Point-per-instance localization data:

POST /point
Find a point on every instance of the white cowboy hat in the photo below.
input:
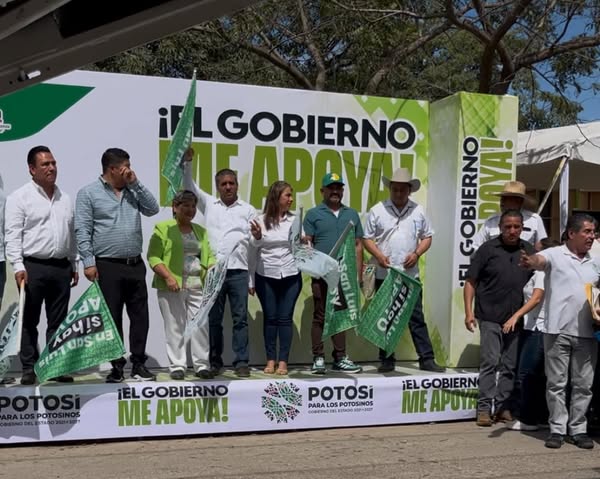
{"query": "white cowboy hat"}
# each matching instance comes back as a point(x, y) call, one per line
point(402, 175)
point(519, 190)
point(514, 188)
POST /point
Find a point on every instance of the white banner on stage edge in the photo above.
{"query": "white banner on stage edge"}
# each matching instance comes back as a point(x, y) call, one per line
point(95, 411)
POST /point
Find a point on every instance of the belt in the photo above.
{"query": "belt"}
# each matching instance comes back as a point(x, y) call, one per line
point(133, 260)
point(48, 261)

EXERCISE:
Each line holding the word "above" must be pulled from the records.

RESULT OF THE TASK:
Find a point on every instance of the white banner on stage edge in the photo above.
Find a point on every instance of the belt in the photo above.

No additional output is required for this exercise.